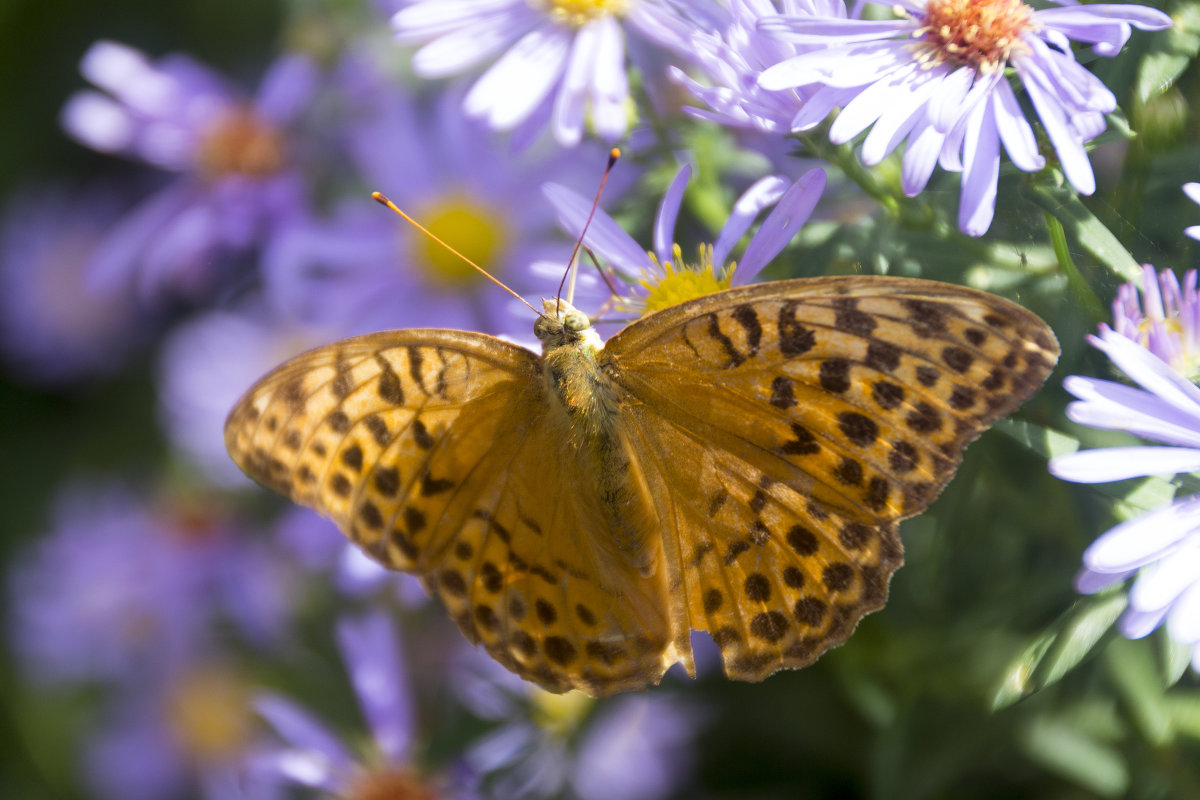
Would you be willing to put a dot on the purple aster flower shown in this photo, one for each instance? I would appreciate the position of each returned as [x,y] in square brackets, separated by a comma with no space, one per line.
[1165,319]
[465,187]
[55,329]
[636,746]
[1193,192]
[233,155]
[186,738]
[1161,547]
[563,60]
[660,277]
[123,591]
[316,757]
[936,79]
[733,56]
[322,548]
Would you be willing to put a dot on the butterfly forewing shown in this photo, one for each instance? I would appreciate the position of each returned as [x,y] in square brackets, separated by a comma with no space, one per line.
[817,413]
[433,451]
[756,449]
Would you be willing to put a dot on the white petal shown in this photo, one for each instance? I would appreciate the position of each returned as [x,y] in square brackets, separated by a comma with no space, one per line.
[610,82]
[1163,583]
[781,223]
[1120,463]
[424,20]
[516,84]
[1183,623]
[466,47]
[765,192]
[1014,130]
[570,101]
[99,121]
[1145,539]
[667,214]
[1150,372]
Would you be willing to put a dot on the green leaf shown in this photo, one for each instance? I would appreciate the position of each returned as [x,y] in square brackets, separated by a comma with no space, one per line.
[1135,674]
[1171,53]
[1183,708]
[1084,761]
[1083,227]
[1175,657]
[1060,648]
[1044,441]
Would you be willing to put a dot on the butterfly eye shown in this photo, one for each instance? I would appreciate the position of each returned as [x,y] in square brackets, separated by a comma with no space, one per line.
[545,328]
[576,320]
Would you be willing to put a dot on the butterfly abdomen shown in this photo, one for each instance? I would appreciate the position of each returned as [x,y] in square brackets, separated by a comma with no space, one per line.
[595,433]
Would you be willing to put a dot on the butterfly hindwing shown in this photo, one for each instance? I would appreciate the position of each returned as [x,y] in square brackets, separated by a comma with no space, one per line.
[820,413]
[436,453]
[737,463]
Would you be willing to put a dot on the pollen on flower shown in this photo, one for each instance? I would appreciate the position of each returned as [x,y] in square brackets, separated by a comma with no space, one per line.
[981,34]
[577,13]
[687,281]
[471,228]
[240,143]
[209,715]
[393,785]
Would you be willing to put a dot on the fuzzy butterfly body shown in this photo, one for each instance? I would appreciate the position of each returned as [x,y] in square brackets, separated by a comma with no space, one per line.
[737,463]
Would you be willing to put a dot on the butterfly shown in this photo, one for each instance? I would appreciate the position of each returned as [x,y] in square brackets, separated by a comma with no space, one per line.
[737,463]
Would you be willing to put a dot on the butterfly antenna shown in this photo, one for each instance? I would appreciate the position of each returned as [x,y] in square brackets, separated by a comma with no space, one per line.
[605,275]
[383,200]
[613,155]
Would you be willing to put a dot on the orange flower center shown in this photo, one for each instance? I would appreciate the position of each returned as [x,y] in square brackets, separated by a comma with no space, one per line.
[391,786]
[981,34]
[577,13]
[241,143]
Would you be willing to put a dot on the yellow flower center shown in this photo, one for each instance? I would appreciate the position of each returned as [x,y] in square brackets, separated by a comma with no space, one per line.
[472,229]
[241,143]
[393,785]
[1186,361]
[577,13]
[687,281]
[209,715]
[981,34]
[559,714]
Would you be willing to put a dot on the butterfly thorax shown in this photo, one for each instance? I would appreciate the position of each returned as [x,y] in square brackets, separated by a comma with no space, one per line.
[594,428]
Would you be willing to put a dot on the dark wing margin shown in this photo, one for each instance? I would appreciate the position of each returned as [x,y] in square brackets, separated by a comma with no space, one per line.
[813,415]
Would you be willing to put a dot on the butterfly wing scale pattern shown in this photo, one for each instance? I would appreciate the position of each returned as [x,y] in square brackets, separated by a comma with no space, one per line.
[432,450]
[807,417]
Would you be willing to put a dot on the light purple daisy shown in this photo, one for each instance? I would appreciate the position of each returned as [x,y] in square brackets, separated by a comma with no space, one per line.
[1164,318]
[55,329]
[316,757]
[234,156]
[186,738]
[936,79]
[208,362]
[123,591]
[557,61]
[660,277]
[1161,547]
[1193,192]
[544,745]
[456,179]
[732,58]
[322,549]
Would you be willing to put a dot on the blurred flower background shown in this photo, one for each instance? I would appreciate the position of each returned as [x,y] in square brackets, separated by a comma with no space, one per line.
[186,203]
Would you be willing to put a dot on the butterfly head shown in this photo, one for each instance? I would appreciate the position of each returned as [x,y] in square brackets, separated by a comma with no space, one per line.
[564,325]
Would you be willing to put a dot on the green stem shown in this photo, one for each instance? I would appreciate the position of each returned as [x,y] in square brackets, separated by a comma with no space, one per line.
[1074,280]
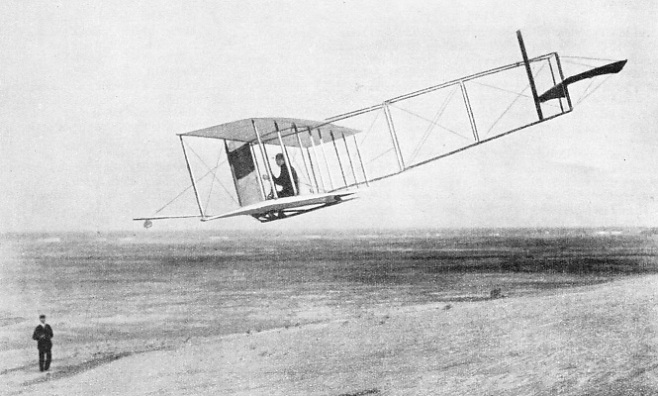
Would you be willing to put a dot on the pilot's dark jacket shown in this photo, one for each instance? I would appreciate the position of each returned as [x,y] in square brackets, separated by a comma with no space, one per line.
[284,181]
[43,335]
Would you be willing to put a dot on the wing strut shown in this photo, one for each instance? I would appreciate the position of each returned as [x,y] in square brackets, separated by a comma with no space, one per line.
[189,169]
[530,77]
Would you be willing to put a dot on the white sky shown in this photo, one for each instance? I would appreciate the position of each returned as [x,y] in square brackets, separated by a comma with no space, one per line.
[93,93]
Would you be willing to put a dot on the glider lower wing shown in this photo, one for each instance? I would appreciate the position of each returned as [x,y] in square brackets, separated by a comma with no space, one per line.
[558,90]
[288,206]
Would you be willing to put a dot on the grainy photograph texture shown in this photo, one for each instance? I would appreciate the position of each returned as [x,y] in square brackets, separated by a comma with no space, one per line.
[328,198]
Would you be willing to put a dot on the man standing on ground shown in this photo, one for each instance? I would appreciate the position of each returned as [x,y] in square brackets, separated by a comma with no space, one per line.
[42,334]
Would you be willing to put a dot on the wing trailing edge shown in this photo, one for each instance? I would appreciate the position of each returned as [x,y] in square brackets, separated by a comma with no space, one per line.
[558,91]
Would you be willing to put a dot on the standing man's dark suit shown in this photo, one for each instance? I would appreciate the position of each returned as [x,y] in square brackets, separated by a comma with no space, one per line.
[42,334]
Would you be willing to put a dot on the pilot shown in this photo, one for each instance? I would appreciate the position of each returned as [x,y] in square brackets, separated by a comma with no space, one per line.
[283,180]
[42,334]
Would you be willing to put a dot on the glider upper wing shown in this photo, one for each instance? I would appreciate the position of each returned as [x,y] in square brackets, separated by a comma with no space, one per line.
[243,131]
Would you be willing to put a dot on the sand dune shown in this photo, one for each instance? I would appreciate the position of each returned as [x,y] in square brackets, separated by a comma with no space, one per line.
[589,340]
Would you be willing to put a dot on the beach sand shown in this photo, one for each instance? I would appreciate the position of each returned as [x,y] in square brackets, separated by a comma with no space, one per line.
[597,339]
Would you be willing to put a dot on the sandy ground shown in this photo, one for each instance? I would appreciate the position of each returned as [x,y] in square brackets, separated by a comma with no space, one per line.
[587,340]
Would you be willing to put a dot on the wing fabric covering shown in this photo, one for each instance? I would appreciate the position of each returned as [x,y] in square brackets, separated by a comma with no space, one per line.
[558,90]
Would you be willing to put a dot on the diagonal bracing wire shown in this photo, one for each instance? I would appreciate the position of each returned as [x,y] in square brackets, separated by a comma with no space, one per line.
[518,96]
[187,188]
[431,122]
[430,127]
[214,175]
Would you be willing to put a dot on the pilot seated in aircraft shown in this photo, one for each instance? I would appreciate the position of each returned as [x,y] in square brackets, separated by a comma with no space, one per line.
[287,189]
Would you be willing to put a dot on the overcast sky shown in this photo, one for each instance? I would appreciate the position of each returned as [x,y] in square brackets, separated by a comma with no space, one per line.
[92,95]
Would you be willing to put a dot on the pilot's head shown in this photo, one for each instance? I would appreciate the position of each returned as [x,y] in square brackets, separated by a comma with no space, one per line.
[279,159]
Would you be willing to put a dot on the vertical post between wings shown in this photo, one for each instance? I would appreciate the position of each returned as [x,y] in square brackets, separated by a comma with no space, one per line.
[301,149]
[550,66]
[469,110]
[189,169]
[533,88]
[235,180]
[286,159]
[268,169]
[317,159]
[358,153]
[340,164]
[326,163]
[394,136]
[564,86]
[349,157]
[260,177]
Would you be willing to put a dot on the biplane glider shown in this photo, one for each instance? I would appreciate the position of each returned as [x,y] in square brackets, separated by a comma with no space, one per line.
[324,161]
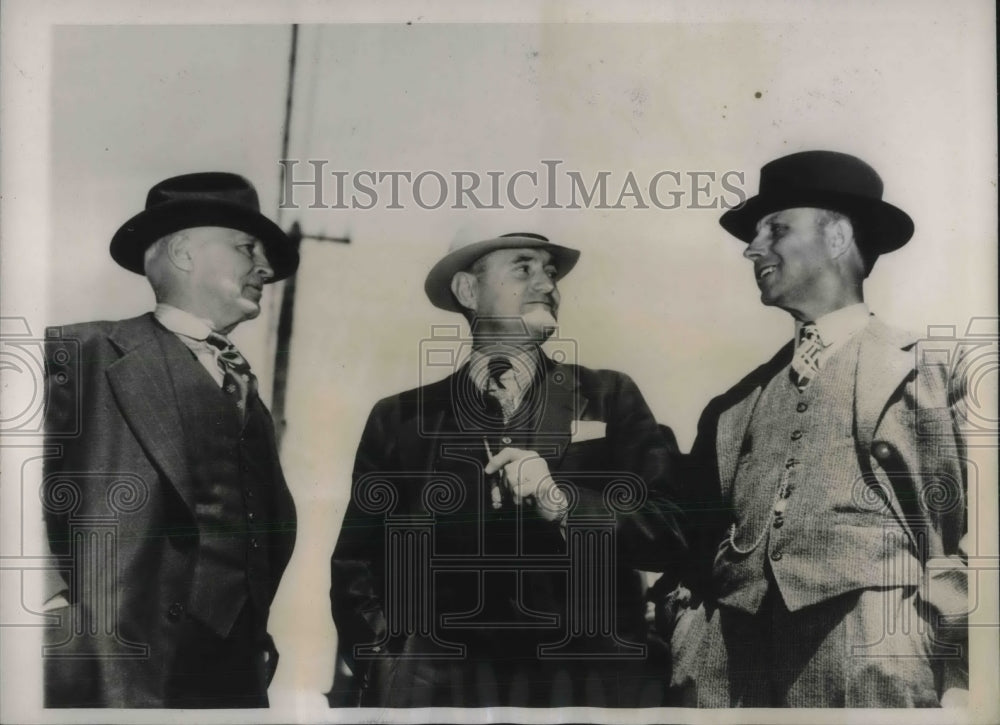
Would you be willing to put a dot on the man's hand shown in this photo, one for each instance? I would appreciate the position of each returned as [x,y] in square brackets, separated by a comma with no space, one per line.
[527,477]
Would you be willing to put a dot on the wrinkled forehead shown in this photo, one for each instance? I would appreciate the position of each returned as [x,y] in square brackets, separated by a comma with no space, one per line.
[791,217]
[504,257]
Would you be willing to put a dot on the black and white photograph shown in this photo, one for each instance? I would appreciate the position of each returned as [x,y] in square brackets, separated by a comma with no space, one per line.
[472,362]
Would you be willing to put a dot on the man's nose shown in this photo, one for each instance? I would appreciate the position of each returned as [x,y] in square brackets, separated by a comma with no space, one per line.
[543,282]
[262,267]
[757,247]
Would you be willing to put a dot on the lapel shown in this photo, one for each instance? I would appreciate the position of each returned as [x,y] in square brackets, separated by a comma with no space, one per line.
[885,359]
[563,402]
[141,382]
[735,418]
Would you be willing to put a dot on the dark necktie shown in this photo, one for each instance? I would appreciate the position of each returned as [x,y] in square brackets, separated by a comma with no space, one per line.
[806,362]
[238,382]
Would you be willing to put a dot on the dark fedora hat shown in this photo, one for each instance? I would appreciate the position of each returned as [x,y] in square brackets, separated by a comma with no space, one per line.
[825,180]
[206,199]
[463,252]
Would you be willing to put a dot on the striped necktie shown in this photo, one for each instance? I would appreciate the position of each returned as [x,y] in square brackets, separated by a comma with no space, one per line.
[238,382]
[502,394]
[806,363]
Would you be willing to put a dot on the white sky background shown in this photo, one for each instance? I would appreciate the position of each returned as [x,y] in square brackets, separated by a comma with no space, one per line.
[663,295]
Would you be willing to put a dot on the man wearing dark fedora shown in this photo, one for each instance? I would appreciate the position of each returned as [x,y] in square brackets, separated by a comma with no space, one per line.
[829,481]
[519,462]
[167,511]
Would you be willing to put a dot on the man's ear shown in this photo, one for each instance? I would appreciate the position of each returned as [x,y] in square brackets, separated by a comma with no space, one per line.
[465,287]
[179,251]
[839,235]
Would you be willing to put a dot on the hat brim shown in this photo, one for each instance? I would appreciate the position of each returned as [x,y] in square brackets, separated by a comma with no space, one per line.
[129,244]
[885,227]
[438,282]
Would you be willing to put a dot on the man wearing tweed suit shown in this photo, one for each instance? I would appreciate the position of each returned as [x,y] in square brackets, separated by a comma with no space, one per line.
[829,478]
[176,448]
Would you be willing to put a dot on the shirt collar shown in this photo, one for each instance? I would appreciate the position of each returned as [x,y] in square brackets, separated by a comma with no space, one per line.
[524,364]
[837,326]
[182,322]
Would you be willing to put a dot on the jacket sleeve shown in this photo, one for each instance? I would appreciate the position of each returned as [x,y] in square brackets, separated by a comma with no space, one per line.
[649,537]
[358,563]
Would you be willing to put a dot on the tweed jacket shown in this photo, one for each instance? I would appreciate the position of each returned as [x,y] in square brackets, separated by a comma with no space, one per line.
[128,464]
[409,436]
[909,446]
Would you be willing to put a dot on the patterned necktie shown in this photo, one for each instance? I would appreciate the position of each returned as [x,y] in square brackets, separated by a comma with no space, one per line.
[502,394]
[238,382]
[806,363]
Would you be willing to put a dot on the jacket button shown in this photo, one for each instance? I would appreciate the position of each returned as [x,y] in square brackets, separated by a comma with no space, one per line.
[882,451]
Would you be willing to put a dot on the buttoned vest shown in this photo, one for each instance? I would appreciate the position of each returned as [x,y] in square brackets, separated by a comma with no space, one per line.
[836,533]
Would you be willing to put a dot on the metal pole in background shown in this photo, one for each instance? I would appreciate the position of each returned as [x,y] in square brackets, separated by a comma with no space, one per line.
[286,313]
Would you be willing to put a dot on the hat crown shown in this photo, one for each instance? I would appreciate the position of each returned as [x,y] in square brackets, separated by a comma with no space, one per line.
[209,186]
[827,171]
[461,242]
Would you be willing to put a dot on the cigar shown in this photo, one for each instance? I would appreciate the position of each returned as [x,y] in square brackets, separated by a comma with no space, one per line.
[496,495]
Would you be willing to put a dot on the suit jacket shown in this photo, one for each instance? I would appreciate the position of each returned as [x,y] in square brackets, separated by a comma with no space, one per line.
[116,384]
[417,437]
[908,443]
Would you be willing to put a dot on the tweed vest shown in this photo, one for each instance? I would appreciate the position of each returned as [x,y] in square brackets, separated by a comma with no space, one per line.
[232,464]
[834,533]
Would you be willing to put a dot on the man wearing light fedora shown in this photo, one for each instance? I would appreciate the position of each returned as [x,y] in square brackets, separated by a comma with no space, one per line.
[167,509]
[512,456]
[830,480]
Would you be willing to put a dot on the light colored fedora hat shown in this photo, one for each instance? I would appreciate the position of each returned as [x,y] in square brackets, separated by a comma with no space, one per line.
[463,252]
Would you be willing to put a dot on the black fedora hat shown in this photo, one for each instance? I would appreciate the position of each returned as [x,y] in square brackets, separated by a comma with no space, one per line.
[825,180]
[205,199]
[464,251]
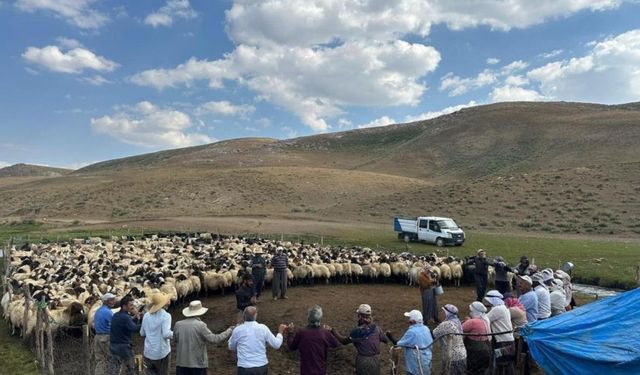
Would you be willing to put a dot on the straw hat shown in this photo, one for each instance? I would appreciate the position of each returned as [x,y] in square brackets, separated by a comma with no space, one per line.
[158,301]
[195,309]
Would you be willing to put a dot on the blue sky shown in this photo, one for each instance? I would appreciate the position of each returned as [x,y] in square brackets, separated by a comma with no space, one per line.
[84,81]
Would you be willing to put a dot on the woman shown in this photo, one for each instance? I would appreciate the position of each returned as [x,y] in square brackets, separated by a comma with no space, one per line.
[504,346]
[454,355]
[478,346]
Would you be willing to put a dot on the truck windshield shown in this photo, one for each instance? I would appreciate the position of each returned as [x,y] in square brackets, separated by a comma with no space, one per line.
[447,224]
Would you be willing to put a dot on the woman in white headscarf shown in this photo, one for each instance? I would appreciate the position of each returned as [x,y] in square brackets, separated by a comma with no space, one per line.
[500,319]
[454,355]
[477,344]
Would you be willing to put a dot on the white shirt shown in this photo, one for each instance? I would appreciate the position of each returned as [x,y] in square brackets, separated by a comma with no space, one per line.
[557,302]
[500,319]
[250,341]
[544,302]
[156,330]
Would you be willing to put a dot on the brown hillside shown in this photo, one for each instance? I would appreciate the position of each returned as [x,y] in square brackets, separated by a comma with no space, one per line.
[553,167]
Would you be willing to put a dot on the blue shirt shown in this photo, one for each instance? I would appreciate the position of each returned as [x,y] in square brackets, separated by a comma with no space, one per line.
[530,302]
[156,330]
[102,320]
[417,335]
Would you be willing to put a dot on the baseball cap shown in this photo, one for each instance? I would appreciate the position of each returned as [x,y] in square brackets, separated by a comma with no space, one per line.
[414,315]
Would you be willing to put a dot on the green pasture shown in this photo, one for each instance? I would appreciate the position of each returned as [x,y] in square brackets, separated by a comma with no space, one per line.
[608,263]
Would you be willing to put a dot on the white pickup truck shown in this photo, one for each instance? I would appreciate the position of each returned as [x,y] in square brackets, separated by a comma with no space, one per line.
[432,229]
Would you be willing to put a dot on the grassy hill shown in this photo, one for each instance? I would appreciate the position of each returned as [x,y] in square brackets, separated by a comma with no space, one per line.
[541,167]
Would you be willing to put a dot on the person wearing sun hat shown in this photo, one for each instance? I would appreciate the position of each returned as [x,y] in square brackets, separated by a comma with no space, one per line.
[366,337]
[156,330]
[191,336]
[416,343]
[528,298]
[447,333]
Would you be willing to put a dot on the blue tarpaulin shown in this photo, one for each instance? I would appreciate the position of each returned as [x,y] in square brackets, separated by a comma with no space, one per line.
[602,337]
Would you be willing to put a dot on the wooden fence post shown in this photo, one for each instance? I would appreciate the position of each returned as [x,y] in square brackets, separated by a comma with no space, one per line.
[87,347]
[27,308]
[49,342]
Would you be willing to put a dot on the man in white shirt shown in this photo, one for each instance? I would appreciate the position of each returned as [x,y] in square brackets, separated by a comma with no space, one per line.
[249,340]
[544,299]
[557,297]
[156,330]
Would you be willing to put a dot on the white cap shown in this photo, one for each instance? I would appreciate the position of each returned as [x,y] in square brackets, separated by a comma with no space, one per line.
[107,296]
[414,315]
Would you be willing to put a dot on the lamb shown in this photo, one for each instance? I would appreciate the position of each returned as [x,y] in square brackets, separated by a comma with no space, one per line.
[456,272]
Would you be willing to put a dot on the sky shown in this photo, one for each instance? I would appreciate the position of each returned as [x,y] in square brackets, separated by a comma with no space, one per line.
[83,81]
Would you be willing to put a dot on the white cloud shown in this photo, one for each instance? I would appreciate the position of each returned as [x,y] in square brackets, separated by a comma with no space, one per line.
[68,43]
[227,108]
[173,9]
[96,80]
[73,61]
[505,15]
[149,126]
[551,54]
[458,86]
[331,54]
[382,121]
[609,73]
[320,82]
[76,12]
[509,93]
[442,112]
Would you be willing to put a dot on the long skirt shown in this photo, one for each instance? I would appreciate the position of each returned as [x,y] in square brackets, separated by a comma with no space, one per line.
[368,365]
[429,305]
[478,356]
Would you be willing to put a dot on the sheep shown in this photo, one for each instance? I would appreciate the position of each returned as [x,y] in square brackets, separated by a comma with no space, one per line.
[456,272]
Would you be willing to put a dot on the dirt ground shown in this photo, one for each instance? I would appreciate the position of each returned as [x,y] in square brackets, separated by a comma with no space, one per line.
[339,303]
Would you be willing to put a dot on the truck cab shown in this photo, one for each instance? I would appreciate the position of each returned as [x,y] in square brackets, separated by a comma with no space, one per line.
[440,231]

* [YOUR OBJECTIVE]:
Starting at the line that contains "Would you be willing to put a dot on the dirt", print every line through the end of the listing, word for word. Leave out all the rest.

* [OUTPUT OF THE EXERCISE]:
Would you be willing to put a dot on the dirt ground shown in this photo, one for each instance? I would appreciate the position of each returned as [x,y] in square brackets, separated by a comma with no space, one per line.
[339,303]
Would you be willing to put a dot on the truck cab shown in this photo, one for each instance? I would appreciate the position of each returned as [x,y] in square brackets, separated by a comma with no space, one per line.
[440,231]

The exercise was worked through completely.